> Task to carry out: Please count the lines in the material below that contain the string "phone", treating uppercase and lowercase as different, and reply with only that number.

> Extracted entries:
* Begin *

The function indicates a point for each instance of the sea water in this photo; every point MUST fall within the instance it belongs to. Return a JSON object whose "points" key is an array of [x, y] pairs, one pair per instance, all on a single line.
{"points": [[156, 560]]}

* End *
* Begin *

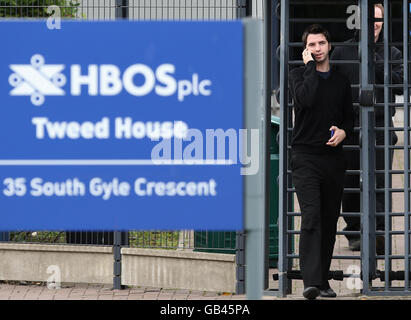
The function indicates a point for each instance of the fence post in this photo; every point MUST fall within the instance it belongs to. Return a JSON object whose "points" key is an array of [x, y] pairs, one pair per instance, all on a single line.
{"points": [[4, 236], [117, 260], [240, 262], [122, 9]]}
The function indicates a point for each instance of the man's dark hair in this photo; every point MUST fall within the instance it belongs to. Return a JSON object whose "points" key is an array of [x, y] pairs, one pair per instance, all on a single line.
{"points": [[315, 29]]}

* End *
* Begin *

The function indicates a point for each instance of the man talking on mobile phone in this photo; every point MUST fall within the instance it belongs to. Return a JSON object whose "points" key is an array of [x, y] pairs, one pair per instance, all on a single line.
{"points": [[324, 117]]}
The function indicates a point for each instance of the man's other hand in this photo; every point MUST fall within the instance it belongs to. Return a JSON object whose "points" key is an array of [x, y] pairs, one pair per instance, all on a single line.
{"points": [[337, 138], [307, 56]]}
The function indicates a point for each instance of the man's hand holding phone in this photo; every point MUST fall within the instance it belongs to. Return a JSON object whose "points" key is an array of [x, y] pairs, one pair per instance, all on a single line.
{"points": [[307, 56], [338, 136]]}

* End *

> Exercise response: 2